§ About this task
From the line containing "Task: locate the metal" down to the line containing "Task: locate the asphalt" in the records below, reproduce every line exactly, ends included, and omit all others.
Supplied records section start
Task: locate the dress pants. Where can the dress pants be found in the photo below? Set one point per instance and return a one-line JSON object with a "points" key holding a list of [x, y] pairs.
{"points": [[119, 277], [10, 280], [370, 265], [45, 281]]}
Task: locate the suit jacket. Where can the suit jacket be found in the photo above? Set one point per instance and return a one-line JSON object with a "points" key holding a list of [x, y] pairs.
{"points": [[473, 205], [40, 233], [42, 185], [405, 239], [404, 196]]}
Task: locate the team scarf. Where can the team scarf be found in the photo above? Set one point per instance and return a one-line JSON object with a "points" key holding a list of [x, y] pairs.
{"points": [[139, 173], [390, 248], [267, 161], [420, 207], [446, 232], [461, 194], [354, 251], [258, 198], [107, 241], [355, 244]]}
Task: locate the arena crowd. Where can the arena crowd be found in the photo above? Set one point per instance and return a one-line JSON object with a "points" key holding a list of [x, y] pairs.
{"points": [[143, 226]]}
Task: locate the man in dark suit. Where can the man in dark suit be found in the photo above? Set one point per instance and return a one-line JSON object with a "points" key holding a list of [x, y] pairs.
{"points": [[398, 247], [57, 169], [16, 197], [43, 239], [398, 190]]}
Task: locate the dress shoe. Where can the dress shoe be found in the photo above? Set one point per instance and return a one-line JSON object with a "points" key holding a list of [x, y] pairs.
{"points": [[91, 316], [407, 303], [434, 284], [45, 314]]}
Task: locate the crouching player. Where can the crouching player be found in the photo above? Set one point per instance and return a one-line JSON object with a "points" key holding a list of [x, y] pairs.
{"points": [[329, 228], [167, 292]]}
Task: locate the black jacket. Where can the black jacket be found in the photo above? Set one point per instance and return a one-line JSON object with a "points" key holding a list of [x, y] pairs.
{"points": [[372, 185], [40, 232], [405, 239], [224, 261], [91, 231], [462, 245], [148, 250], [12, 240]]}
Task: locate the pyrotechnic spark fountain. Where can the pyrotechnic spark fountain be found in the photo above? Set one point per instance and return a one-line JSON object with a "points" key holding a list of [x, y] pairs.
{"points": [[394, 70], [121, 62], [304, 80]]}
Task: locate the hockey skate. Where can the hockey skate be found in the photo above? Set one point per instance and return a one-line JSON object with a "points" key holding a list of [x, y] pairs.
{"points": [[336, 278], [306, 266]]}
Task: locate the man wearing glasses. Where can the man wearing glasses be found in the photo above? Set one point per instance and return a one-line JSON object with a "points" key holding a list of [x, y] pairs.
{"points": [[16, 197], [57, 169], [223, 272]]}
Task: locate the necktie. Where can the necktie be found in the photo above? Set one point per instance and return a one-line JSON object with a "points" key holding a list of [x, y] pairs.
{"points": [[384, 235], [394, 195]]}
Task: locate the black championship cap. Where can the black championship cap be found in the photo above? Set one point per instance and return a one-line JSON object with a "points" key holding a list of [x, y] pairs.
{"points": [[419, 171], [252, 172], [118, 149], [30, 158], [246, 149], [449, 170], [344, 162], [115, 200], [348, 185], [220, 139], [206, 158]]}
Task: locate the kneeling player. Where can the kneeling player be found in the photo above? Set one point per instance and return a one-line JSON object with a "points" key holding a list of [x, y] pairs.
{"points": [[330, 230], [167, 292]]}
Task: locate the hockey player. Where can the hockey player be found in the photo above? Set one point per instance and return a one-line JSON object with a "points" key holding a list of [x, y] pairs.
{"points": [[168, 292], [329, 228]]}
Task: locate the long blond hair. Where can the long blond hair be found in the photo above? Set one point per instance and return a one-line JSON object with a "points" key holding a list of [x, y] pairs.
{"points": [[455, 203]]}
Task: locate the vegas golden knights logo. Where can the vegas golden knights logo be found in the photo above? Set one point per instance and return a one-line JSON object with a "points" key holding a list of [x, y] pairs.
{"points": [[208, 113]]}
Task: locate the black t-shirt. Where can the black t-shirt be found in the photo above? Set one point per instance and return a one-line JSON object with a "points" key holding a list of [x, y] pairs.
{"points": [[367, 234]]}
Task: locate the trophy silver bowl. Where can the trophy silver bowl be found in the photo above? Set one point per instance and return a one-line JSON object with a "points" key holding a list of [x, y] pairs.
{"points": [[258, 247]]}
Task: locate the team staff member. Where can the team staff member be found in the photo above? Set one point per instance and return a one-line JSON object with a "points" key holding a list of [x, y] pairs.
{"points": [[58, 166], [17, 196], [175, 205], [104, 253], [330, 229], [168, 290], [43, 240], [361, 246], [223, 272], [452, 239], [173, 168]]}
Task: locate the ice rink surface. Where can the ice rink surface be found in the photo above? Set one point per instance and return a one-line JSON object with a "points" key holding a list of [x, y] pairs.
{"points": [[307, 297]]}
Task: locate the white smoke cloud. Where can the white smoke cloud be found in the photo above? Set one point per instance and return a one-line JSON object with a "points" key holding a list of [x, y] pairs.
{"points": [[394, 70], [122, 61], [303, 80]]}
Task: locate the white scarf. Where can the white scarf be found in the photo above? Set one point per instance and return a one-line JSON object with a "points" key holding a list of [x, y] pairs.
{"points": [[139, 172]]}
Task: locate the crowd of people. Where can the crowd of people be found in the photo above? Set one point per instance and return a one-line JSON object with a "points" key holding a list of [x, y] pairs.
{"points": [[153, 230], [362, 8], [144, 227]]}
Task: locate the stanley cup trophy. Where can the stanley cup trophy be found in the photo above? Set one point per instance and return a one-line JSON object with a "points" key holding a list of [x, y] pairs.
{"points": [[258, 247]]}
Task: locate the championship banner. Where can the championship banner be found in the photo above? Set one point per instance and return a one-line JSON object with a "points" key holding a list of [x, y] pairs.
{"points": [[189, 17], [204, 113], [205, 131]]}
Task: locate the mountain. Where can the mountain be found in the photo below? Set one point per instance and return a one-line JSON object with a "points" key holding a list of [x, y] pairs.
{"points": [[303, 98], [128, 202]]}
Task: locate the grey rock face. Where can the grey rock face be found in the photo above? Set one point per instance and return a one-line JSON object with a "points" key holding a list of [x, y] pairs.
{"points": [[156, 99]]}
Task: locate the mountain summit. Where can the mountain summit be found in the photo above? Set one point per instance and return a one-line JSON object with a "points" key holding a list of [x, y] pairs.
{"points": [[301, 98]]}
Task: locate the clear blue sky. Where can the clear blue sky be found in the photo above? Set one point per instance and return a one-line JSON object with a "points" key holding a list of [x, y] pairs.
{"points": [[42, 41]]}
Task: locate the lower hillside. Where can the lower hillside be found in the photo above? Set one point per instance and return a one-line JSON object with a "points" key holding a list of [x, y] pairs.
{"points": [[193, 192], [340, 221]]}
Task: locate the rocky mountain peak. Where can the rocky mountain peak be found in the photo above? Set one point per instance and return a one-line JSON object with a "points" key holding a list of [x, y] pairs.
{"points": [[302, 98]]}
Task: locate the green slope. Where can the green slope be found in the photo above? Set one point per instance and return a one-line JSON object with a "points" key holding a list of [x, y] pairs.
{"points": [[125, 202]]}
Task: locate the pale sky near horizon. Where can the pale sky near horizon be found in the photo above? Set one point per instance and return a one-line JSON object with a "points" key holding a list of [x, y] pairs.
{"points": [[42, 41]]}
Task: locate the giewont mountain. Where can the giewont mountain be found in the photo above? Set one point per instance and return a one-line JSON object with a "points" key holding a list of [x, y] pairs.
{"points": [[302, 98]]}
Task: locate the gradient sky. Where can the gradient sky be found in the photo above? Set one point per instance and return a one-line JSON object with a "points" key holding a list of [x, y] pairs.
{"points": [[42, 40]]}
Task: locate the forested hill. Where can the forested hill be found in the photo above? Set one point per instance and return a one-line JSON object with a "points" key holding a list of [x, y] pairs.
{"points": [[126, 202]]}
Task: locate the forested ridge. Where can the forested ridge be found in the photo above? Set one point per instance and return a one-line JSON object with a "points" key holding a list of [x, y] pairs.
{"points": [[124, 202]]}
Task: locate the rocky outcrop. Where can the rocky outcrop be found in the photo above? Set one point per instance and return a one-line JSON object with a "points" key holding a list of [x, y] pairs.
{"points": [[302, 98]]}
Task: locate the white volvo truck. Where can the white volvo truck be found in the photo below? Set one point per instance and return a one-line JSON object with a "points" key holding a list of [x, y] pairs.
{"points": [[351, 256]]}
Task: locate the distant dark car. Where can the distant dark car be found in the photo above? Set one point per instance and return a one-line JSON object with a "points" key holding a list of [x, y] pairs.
Supplied records section end
Supplied records section start
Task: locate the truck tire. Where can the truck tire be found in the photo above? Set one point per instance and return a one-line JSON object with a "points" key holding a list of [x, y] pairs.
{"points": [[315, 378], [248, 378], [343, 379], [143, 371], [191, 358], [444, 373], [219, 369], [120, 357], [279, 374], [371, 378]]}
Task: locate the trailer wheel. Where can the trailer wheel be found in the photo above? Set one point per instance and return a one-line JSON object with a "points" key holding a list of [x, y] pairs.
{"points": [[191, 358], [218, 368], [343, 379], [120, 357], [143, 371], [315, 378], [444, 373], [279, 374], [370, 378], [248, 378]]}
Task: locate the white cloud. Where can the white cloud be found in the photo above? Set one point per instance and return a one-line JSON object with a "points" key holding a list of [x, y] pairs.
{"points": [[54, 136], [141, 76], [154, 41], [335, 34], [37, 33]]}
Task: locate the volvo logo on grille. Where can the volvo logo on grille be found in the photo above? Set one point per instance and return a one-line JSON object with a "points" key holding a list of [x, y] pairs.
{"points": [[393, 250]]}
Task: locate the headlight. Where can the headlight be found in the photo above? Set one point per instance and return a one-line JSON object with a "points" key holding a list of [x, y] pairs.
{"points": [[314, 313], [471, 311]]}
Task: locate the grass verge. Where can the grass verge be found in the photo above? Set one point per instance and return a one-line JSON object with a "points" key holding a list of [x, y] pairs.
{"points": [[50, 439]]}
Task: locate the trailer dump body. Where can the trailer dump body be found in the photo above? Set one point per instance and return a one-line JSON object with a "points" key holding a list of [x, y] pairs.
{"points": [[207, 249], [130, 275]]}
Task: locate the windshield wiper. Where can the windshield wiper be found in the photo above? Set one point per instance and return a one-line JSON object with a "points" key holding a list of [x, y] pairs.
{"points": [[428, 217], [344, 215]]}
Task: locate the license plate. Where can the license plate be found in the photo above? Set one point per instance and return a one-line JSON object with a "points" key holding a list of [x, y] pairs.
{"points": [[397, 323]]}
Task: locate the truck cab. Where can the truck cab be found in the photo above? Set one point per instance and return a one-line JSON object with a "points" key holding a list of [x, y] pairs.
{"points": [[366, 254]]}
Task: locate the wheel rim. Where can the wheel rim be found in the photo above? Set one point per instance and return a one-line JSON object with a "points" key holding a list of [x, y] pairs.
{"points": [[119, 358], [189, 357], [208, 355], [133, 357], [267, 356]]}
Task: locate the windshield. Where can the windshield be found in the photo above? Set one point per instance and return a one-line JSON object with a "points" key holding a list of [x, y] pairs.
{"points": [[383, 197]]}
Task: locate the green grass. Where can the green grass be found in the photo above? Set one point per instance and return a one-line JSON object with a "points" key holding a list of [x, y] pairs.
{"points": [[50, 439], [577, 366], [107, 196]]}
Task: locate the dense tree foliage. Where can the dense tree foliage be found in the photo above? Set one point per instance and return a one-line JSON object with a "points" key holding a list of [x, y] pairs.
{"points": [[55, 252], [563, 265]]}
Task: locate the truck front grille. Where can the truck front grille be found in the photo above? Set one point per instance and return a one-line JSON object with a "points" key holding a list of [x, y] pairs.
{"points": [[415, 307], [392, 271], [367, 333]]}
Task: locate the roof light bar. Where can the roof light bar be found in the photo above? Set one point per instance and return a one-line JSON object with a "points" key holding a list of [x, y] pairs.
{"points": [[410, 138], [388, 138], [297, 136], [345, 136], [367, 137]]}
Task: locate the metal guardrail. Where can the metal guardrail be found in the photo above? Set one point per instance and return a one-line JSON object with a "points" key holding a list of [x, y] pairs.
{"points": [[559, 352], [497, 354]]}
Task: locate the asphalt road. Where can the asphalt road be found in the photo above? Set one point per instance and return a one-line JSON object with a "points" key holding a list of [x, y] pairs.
Supplied records section end
Supplied records section start
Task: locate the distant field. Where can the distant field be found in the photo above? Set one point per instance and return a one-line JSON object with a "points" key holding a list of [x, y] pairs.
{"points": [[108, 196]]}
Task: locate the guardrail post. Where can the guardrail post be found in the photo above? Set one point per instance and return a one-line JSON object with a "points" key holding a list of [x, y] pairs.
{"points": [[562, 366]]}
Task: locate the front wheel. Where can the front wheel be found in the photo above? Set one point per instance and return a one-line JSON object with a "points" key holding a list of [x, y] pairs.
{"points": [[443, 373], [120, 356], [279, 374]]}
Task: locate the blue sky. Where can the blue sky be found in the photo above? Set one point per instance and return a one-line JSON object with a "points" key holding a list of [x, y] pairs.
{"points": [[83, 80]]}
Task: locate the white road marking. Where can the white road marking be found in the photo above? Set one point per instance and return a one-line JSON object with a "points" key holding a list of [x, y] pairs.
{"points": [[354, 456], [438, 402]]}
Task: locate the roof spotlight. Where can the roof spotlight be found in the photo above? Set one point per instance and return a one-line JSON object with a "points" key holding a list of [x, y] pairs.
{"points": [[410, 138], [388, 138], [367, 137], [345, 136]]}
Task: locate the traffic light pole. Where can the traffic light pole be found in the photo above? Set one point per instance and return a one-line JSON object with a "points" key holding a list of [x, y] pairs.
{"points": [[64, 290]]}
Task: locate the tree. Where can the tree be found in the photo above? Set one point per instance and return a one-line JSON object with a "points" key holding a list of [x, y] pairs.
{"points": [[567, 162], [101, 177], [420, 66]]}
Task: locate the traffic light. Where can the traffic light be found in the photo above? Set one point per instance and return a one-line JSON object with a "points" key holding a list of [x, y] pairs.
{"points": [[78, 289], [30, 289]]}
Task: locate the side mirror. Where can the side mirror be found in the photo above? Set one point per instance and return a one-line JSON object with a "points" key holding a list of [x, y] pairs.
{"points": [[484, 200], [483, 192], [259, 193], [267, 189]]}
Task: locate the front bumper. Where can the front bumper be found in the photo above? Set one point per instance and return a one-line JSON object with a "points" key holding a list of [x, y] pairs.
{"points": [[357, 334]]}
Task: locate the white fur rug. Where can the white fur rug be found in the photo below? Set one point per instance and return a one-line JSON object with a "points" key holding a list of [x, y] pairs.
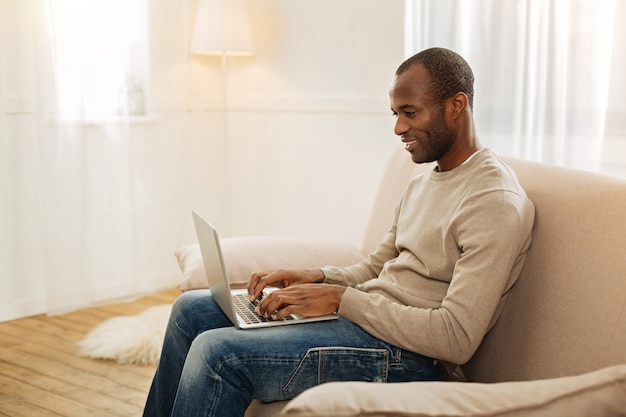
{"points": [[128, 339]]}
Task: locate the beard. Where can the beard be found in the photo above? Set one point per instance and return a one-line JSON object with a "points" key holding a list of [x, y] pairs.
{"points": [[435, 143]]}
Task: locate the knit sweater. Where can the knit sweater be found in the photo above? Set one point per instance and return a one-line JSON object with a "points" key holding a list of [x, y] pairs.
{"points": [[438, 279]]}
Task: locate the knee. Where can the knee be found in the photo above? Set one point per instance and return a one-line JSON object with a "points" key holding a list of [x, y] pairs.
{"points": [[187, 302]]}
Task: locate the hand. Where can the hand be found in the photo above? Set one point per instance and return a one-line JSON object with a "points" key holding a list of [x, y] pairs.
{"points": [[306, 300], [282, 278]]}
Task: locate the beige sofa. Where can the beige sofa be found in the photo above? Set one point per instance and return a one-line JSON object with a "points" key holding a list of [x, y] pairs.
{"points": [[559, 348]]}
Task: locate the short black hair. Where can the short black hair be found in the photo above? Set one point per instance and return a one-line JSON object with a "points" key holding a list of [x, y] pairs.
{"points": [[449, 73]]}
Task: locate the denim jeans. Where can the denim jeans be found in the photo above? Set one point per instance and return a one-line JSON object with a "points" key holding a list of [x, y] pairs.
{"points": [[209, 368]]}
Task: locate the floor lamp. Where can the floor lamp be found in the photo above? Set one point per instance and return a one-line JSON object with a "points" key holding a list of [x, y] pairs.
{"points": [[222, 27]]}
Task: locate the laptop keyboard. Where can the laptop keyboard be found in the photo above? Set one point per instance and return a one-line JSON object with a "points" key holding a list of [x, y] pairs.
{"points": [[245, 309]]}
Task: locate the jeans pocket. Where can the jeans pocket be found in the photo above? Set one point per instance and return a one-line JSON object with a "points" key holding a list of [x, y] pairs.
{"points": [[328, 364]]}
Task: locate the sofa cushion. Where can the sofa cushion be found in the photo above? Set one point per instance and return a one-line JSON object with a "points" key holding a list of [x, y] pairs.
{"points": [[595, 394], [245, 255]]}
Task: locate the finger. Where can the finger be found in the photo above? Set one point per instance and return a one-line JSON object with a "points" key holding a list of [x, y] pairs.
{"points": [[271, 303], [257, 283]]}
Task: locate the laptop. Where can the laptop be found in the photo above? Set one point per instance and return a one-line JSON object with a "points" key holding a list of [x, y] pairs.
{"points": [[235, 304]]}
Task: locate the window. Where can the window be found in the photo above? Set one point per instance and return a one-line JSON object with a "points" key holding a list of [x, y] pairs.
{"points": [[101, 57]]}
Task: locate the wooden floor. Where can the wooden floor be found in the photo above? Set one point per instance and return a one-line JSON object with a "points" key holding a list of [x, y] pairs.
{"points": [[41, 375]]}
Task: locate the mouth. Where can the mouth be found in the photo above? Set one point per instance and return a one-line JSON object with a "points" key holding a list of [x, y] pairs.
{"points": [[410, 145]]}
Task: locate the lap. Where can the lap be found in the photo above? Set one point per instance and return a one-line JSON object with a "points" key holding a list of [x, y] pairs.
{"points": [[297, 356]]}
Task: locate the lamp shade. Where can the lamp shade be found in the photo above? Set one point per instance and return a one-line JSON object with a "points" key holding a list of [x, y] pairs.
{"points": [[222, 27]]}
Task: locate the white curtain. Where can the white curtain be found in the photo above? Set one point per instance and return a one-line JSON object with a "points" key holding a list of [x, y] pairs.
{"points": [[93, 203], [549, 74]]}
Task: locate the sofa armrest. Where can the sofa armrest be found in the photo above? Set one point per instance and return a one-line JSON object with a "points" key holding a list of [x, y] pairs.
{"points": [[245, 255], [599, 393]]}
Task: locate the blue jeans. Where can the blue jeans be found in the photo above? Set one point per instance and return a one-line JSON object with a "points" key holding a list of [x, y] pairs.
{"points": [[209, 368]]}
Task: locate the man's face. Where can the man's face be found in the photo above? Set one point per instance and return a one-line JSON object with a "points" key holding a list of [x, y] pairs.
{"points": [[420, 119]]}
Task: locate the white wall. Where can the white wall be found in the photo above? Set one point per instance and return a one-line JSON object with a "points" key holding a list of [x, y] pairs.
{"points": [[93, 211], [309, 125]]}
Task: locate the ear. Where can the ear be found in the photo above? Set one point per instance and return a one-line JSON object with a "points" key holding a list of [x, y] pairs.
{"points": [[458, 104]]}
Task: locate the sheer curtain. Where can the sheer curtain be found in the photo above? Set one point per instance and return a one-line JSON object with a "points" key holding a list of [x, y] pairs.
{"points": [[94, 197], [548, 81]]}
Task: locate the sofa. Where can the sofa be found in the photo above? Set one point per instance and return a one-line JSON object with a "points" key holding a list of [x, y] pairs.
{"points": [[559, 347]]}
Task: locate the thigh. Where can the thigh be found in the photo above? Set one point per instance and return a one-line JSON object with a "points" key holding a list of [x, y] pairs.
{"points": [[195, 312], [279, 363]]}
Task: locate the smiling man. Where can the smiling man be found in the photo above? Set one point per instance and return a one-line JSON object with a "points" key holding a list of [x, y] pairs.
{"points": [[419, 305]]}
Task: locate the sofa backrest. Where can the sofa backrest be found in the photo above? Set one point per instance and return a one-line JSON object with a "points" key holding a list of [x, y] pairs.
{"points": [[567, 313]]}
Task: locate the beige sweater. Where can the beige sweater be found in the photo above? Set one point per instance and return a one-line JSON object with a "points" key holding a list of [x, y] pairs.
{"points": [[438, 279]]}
Supplied records section end
§ Output below
Task: locate the metal guardrail. Where can the metal guardrail be found in the photo above? Set one point per instance and return a one-line JSON object with a "points" key holding a list of [x, y] pairs.
{"points": [[559, 352], [497, 354]]}
Task: locate the asphalt road. Where can the asphalt road be found in the photo above? Set one point per instance and return a one-line JSON object with a "points" key holding a list of [x, y] pairs.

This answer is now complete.